TEXT PASSAGE section start

The famous American scientist he is referring to was one of my mentors.  I was introduced to this way of thinking many years ago. Climate and systems scientists have been saying these things privately for years, but they’re now saying them out loud and publicly.

There is an exponential tipping point coming in form, no doubt about it.

But this is not the only tipping point that’s underway. Human consciousness can’t perceive of problems from the level at which it lives. The fundamental tipping point underway now revolves around a shift in identity, from one where the preponderance of experience is caught in the external patterns of the earth, to an awareness of the wholeness and oneness of Being. What percentage of human consciousness will rise to participate in the full stature that is in fact already present? This is a shift that has also been going on below the level of conventional human perception for a very long time—one could argue over thousands of years. And while not much has seemingly happened, the process is in fact underway. That is the nature of exponential cycles. Nothing seems to be happening, and then, suddenly everything changes.

A tipping change at the level of human identity is indeed underway.  The factors that allow the intensification of movement, and ascension in experience, continue as long as there is an active conscious focus through these currents can move. This puts very direct responsibility onto those of us who have some understanding of what we’re here to do.

The intensification that is coming certainly cannot be handled in any way other than through the presence of true Being, where there arises a clear understanding that things are unfolding as they should. The point here however is not merely to survive these changes or to be in position to tolerate them, but to be part of the cause of the tipping point action in a heavenly sense. 

The invisible changes tend to come before the visible ones. What we may experience now however is the clear realization that we are here to encompass both the heaven and earth tipping points. We do this by operating from the stature of Being that is natural to us. No tipping point shift is possible until conscious understanding of this kind breaks surface. That itself may be many years in the making. Even now, what is present consciously could seem to be quite small. As I mentioned, one of the striking things about the human perception of true identity and true stature is that it perceives it as nothing much. And yet nothing could be further from the truth.

TEXT PASSAGE section end
SUPPLIED DATA section start

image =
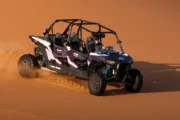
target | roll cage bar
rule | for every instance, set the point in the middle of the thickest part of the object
(79, 23)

SUPPLIED DATA section end

◆ PROBLEM 1 ◆
From the passage on tipping points, copy word for word the part from "The famous American" up to and including "loud and publicly.".
◆ PROBLEM 2 ◆
Condense the paragraph of the tipping-point passage that begins "The intensification that is coming" into two shorter sentences that keep its main points.

◆ WRITTEN ANSWER 1 ◆
The famous American scientist he is referring to was one of my mentors.  I was introduced to this way of thinking many years ago. Climate and systems scientists have been saying these things privately for years, but they’re now saying them out loud and publicly.

◆ WRITTEN ANSWER 2 ◆
The coming intensification can be handled only through the presence of true Being, with a clear understanding that things are unfolding as they should. The aim is not merely to survive or tolerate these changes but to help cause the tipping point in a heavenly sense.